> WHAT IS NEEDED:
Please, without the pictures, restate every entry exactly.

> MATERIAL FOR THIS TASK:
● ● ● ● ● ● ●

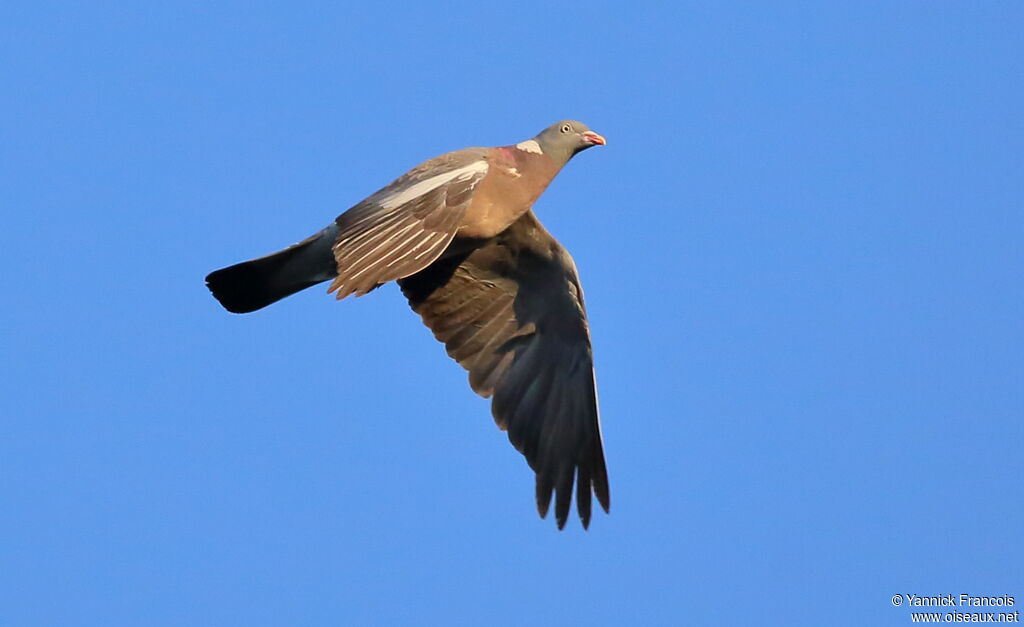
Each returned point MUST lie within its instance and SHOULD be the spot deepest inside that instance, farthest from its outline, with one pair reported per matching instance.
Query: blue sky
(802, 256)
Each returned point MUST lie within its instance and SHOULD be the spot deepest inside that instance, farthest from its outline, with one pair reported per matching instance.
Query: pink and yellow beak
(593, 138)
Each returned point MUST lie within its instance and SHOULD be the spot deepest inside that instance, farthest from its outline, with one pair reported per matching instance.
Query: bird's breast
(511, 187)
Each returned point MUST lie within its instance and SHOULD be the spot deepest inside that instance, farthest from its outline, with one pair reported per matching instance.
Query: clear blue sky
(802, 251)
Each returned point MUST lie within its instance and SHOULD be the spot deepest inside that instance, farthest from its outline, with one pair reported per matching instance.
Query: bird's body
(458, 235)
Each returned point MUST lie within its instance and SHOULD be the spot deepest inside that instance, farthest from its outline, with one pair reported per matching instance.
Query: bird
(459, 236)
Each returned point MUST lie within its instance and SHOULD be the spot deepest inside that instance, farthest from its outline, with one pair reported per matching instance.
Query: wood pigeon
(458, 235)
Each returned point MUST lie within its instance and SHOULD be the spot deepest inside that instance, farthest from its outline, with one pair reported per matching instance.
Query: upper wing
(403, 227)
(511, 312)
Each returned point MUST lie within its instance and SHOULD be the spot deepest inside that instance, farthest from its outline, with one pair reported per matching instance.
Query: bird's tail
(253, 285)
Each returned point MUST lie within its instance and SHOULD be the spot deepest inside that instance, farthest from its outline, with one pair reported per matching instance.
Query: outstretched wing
(407, 225)
(511, 312)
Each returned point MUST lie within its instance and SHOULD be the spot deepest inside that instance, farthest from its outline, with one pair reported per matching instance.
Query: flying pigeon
(459, 236)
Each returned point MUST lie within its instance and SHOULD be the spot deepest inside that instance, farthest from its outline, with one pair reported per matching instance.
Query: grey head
(563, 139)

● ● ● ● ● ● ●

> THE ANSWER:
Each returned point MUST lie within its instance and SHOULD be the spot deepest inside that instance, farthest from its outline, with one pair reported per matching instance.
Query: blue sky
(802, 256)
Each returned point MUST lie within its instance and SHOULD be the spot deepest inside that instance, farthest from its outline, with one pair reported per matching instance.
Query: pink and yellow beak
(593, 138)
Each returned point MUST lie within its instance and SHOULD be the spot deepest inside that instance, farthest from its outline, with one pair reported per matching instance.
Query: bird's breast
(511, 187)
Each returned point MUST lie within its instance and SHOULD be the spot deepest inside that instance, farthest from its outline, with one pair reported per matching instance.
Query: clear blue sky
(802, 251)
Each returned point MUST lie within its instance and SHOULD be the spot deepest inside that instance, farthest from its outline, with one pair reported per matching instance.
Query: bird's body
(458, 235)
Each returned point MUST lie within its instance and SHOULD be the spot deepest inside that instance, farthest from its outline, with one pair reported per matching instance.
Query: bird
(459, 236)
Each returned point MUST lie within its instance and SHOULD be the spot deepest inside that instance, farthest from its outline, with one pair reported per matching instance.
Query: wood pigeon
(458, 235)
Each returned point MUST lie within its instance and SHOULD be the spot deepest inside that instance, farthest from its outline, with one pair reported per matching instance.
Query: upper wing
(403, 227)
(511, 312)
Each returned point MUST lie within its instance and SHOULD be the spot deepest inside that instance, farthest from its outline, with one pair reported per matching instance.
Query: bird's tail
(253, 285)
Each returned point MUST lie within its instance and SHOULD be the spot deepest inside that instance, farthest from its outline, with one pair reported per matching instance.
Query: outstretched wing
(407, 225)
(511, 312)
Each returned point MUST lie within its instance and SHOULD be the spot deepest inside that instance, farthest from its outline, with one pair reported per matching instance.
Query: flying pigeon
(459, 236)
Each returned point MUST lie within its instance and SHOULD be the spot deepest inside that instance, farthest from its outline, with one pair reported per matching instance.
Query: grey head
(563, 139)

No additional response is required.